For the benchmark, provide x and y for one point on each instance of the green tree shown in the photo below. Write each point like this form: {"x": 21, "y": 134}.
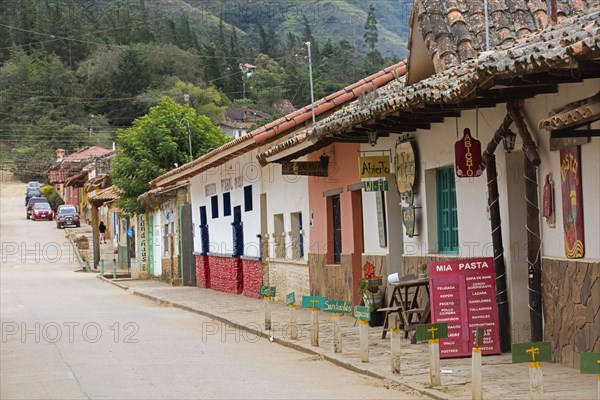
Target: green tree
{"x": 371, "y": 36}
{"x": 156, "y": 143}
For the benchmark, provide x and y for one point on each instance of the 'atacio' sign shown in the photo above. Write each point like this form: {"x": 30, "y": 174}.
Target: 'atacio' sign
{"x": 373, "y": 166}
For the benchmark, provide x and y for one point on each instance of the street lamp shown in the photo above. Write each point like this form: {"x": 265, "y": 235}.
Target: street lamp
{"x": 186, "y": 98}
{"x": 189, "y": 135}
{"x": 312, "y": 95}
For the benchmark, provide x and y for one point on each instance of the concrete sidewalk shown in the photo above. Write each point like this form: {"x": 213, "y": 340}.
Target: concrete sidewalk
{"x": 241, "y": 318}
{"x": 108, "y": 251}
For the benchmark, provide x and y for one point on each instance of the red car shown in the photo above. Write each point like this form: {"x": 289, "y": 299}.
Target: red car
{"x": 42, "y": 211}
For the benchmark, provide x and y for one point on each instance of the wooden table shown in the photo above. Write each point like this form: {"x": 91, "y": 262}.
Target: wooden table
{"x": 405, "y": 301}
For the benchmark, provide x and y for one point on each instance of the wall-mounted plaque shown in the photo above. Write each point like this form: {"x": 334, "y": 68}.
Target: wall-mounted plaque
{"x": 406, "y": 165}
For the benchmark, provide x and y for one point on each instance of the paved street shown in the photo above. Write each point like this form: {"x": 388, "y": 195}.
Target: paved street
{"x": 68, "y": 335}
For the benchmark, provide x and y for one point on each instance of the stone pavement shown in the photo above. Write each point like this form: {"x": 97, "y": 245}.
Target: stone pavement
{"x": 242, "y": 318}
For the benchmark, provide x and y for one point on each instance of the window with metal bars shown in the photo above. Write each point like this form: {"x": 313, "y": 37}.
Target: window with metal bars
{"x": 446, "y": 210}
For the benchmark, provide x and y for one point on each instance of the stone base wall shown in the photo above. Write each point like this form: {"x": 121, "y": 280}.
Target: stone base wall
{"x": 202, "y": 272}
{"x": 252, "y": 277}
{"x": 331, "y": 280}
{"x": 289, "y": 277}
{"x": 225, "y": 274}
{"x": 571, "y": 300}
{"x": 166, "y": 269}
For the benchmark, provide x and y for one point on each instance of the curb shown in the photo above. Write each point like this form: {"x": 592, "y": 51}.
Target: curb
{"x": 282, "y": 342}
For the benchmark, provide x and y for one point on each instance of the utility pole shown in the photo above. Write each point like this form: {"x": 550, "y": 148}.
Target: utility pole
{"x": 312, "y": 95}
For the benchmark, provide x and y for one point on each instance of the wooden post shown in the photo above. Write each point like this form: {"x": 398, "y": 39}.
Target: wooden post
{"x": 293, "y": 323}
{"x": 532, "y": 160}
{"x": 476, "y": 384}
{"x": 395, "y": 342}
{"x": 337, "y": 333}
{"x": 434, "y": 362}
{"x": 95, "y": 237}
{"x": 364, "y": 340}
{"x": 267, "y": 302}
{"x": 536, "y": 390}
{"x": 314, "y": 327}
{"x": 498, "y": 247}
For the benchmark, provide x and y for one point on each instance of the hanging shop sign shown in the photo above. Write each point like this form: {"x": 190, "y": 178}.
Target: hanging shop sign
{"x": 467, "y": 156}
{"x": 373, "y": 166}
{"x": 406, "y": 165}
{"x": 463, "y": 294}
{"x": 561, "y": 143}
{"x": 375, "y": 186}
{"x": 572, "y": 201}
{"x": 310, "y": 168}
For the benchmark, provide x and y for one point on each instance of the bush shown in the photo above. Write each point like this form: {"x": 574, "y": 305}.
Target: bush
{"x": 53, "y": 197}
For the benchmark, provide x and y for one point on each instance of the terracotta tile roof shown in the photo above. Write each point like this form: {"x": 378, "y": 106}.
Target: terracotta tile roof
{"x": 574, "y": 113}
{"x": 556, "y": 47}
{"x": 454, "y": 30}
{"x": 86, "y": 153}
{"x": 280, "y": 126}
{"x": 108, "y": 194}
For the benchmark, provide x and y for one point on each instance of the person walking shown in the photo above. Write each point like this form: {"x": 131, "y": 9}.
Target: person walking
{"x": 102, "y": 229}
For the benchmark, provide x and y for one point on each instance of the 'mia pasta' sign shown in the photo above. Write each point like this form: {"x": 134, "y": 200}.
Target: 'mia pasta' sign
{"x": 463, "y": 295}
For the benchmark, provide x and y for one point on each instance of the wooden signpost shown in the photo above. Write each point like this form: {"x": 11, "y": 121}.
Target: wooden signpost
{"x": 290, "y": 301}
{"x": 589, "y": 363}
{"x": 433, "y": 333}
{"x": 533, "y": 353}
{"x": 267, "y": 292}
{"x": 336, "y": 308}
{"x": 314, "y": 303}
{"x": 395, "y": 339}
{"x": 476, "y": 384}
{"x": 363, "y": 315}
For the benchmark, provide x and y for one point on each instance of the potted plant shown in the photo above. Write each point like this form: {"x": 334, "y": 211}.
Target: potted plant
{"x": 82, "y": 242}
{"x": 369, "y": 290}
{"x": 423, "y": 271}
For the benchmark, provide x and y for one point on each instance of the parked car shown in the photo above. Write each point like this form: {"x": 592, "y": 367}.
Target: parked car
{"x": 32, "y": 192}
{"x": 42, "y": 211}
{"x": 67, "y": 215}
{"x": 32, "y": 201}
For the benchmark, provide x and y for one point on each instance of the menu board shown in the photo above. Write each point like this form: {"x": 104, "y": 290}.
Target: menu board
{"x": 463, "y": 294}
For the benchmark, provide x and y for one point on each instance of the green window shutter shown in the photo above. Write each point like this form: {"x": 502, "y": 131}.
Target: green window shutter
{"x": 446, "y": 210}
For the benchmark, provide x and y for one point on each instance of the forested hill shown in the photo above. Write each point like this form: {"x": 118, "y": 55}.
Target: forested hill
{"x": 72, "y": 72}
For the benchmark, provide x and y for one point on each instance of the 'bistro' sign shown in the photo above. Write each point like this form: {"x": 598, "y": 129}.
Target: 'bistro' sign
{"x": 467, "y": 156}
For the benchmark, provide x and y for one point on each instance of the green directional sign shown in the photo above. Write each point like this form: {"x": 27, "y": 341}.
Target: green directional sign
{"x": 589, "y": 363}
{"x": 290, "y": 298}
{"x": 432, "y": 331}
{"x": 337, "y": 306}
{"x": 313, "y": 301}
{"x": 267, "y": 291}
{"x": 362, "y": 313}
{"x": 531, "y": 352}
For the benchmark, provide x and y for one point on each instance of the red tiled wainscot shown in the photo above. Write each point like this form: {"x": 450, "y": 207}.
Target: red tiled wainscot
{"x": 225, "y": 274}
{"x": 252, "y": 273}
{"x": 202, "y": 272}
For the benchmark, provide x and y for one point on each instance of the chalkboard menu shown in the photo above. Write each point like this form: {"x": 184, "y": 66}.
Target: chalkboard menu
{"x": 463, "y": 294}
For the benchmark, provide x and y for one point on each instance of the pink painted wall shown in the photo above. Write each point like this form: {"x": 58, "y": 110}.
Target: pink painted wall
{"x": 343, "y": 171}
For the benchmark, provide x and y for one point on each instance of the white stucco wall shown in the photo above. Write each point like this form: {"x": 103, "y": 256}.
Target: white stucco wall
{"x": 239, "y": 172}
{"x": 286, "y": 194}
{"x": 394, "y": 228}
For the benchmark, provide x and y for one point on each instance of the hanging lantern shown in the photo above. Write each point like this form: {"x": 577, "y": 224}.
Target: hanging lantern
{"x": 467, "y": 156}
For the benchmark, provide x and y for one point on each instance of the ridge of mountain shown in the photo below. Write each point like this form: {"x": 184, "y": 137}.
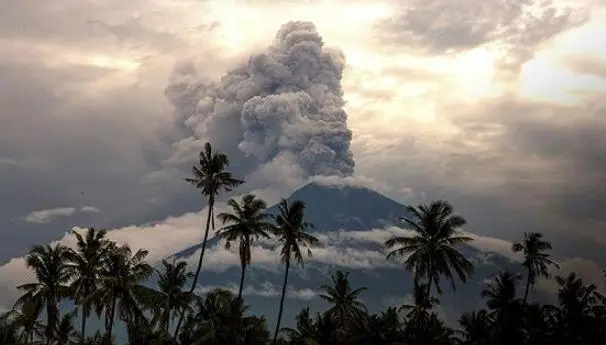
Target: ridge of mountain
{"x": 336, "y": 207}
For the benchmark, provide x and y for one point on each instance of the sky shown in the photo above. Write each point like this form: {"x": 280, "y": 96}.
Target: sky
{"x": 494, "y": 105}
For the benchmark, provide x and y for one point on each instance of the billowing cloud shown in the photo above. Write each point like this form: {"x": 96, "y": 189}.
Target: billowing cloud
{"x": 46, "y": 216}
{"x": 284, "y": 104}
{"x": 515, "y": 28}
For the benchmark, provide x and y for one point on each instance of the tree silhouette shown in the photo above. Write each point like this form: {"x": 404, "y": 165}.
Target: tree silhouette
{"x": 535, "y": 258}
{"x": 52, "y": 274}
{"x": 210, "y": 178}
{"x": 86, "y": 264}
{"x": 432, "y": 250}
{"x": 346, "y": 305}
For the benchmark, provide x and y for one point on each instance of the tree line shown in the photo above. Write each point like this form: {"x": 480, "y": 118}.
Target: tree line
{"x": 103, "y": 277}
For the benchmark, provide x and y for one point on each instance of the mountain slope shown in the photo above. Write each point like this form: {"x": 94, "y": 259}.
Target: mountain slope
{"x": 348, "y": 220}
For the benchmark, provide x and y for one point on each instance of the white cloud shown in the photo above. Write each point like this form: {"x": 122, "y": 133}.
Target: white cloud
{"x": 46, "y": 216}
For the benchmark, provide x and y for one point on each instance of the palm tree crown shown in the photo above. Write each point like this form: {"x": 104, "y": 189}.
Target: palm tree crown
{"x": 86, "y": 263}
{"x": 291, "y": 230}
{"x": 246, "y": 224}
{"x": 52, "y": 274}
{"x": 432, "y": 251}
{"x": 210, "y": 178}
{"x": 346, "y": 304}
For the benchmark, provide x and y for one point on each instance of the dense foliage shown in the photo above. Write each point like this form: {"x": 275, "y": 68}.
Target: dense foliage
{"x": 102, "y": 277}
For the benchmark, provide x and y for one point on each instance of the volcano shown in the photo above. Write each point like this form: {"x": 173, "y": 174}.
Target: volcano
{"x": 352, "y": 222}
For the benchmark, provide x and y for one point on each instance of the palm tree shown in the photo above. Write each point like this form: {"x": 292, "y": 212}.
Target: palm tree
{"x": 501, "y": 291}
{"x": 86, "y": 263}
{"x": 578, "y": 305}
{"x": 535, "y": 258}
{"x": 211, "y": 178}
{"x": 52, "y": 273}
{"x": 65, "y": 330}
{"x": 24, "y": 319}
{"x": 219, "y": 319}
{"x": 121, "y": 289}
{"x": 291, "y": 230}
{"x": 171, "y": 281}
{"x": 432, "y": 250}
{"x": 346, "y": 305}
{"x": 418, "y": 310}
{"x": 246, "y": 224}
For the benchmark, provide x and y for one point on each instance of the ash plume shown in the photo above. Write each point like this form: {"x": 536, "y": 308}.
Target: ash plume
{"x": 284, "y": 104}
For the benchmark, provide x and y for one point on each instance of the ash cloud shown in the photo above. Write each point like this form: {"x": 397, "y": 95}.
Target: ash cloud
{"x": 284, "y": 104}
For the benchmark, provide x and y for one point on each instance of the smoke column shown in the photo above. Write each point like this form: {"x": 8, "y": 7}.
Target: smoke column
{"x": 284, "y": 104}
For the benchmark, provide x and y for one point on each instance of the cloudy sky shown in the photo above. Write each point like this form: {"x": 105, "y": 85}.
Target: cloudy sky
{"x": 497, "y": 106}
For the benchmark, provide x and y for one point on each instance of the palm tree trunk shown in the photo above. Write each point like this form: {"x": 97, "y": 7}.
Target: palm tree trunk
{"x": 211, "y": 203}
{"x": 242, "y": 281}
{"x": 111, "y": 319}
{"x": 527, "y": 286}
{"x": 430, "y": 276}
{"x": 281, "y": 302}
{"x": 167, "y": 319}
{"x": 50, "y": 322}
{"x": 83, "y": 325}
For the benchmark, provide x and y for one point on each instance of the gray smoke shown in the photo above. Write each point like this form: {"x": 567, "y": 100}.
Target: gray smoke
{"x": 285, "y": 103}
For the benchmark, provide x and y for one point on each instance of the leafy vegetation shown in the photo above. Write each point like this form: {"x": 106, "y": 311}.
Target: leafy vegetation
{"x": 100, "y": 276}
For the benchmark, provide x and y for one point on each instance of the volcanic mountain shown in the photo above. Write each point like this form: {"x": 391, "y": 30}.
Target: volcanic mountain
{"x": 352, "y": 224}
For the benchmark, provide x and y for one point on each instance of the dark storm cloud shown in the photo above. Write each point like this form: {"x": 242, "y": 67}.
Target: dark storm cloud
{"x": 442, "y": 26}
{"x": 282, "y": 104}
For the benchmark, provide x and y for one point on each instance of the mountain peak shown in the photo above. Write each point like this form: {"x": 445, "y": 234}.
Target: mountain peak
{"x": 334, "y": 207}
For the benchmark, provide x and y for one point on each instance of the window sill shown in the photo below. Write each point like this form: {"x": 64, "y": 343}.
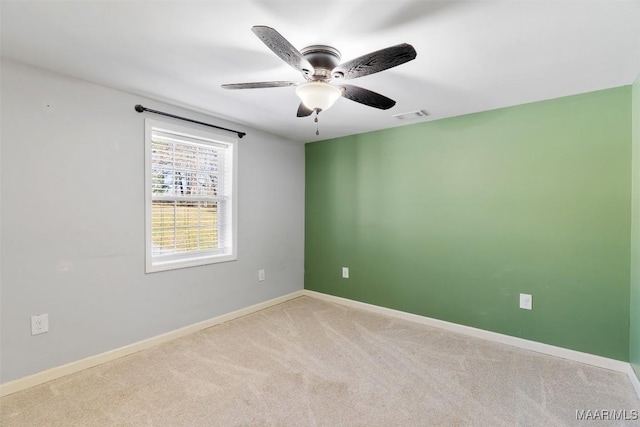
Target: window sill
{"x": 175, "y": 264}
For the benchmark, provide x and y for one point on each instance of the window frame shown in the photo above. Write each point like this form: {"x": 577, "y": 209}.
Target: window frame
{"x": 193, "y": 258}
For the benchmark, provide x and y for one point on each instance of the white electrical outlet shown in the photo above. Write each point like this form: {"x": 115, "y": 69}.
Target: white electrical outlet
{"x": 39, "y": 324}
{"x": 526, "y": 301}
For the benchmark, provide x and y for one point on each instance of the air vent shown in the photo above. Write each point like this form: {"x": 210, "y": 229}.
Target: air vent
{"x": 411, "y": 115}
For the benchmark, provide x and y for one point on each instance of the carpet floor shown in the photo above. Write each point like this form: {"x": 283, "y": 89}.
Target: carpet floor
{"x": 308, "y": 362}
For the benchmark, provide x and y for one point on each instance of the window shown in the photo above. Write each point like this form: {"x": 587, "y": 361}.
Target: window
{"x": 190, "y": 196}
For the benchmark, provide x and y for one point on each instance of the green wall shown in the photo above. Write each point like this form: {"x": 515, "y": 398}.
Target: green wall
{"x": 452, "y": 219}
{"x": 634, "y": 336}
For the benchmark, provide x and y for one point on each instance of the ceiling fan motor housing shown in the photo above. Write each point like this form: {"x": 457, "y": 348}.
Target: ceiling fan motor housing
{"x": 323, "y": 59}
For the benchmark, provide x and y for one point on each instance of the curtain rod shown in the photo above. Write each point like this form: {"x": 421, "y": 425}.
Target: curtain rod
{"x": 140, "y": 109}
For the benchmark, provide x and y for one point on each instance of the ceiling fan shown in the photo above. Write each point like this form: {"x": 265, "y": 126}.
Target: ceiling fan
{"x": 320, "y": 64}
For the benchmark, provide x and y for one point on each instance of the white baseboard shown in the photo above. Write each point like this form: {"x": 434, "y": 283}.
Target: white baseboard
{"x": 635, "y": 381}
{"x": 577, "y": 356}
{"x": 89, "y": 362}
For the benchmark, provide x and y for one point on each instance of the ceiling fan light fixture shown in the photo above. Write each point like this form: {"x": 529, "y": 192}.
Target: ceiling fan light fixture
{"x": 318, "y": 95}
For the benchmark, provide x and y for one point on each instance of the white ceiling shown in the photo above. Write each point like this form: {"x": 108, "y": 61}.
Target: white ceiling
{"x": 472, "y": 55}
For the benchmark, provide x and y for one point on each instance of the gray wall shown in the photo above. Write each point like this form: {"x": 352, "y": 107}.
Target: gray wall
{"x": 72, "y": 231}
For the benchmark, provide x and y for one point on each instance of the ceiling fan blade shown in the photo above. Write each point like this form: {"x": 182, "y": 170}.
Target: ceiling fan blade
{"x": 257, "y": 85}
{"x": 367, "y": 97}
{"x": 375, "y": 62}
{"x": 281, "y": 47}
{"x": 303, "y": 111}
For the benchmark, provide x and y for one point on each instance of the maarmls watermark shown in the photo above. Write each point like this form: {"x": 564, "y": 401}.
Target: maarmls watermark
{"x": 607, "y": 414}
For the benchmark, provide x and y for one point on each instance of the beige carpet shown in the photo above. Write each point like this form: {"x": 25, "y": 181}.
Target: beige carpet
{"x": 308, "y": 362}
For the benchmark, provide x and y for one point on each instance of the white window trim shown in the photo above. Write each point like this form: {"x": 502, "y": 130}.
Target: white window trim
{"x": 196, "y": 258}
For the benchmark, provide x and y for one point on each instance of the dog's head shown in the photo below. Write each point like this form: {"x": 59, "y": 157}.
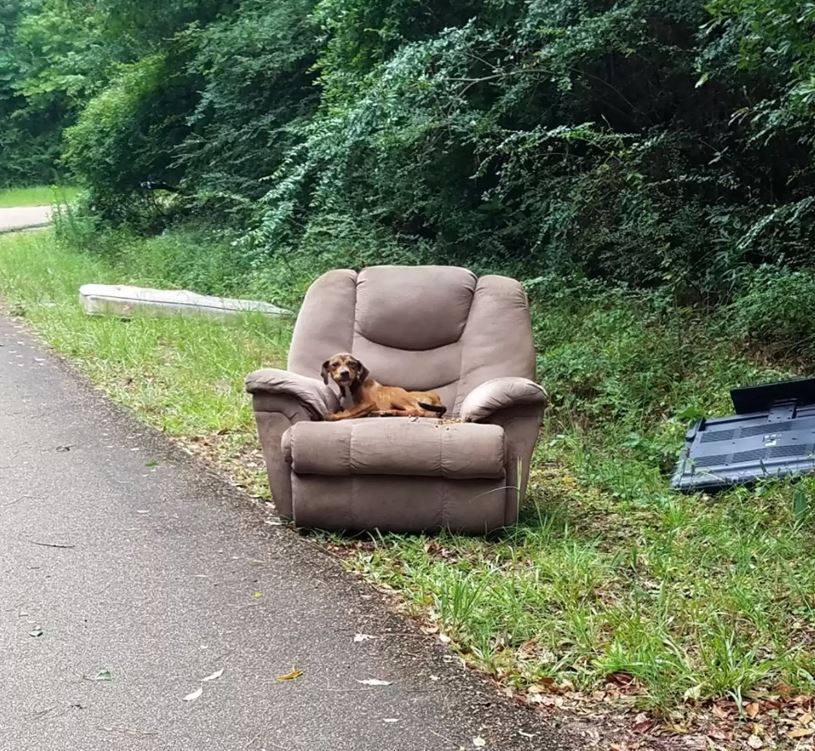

§

## EXERCISE PROMPT
Gather each line of the material above that contains the string "bistro", and copy every such line in full.

## REPLY TO THE EXERCISE
For the benchmark, provide x and y for one point on each instance of the 'bistro' sign shown in the photo above. Write each point like this form: {"x": 598, "y": 129}.
Target: 'bistro' sign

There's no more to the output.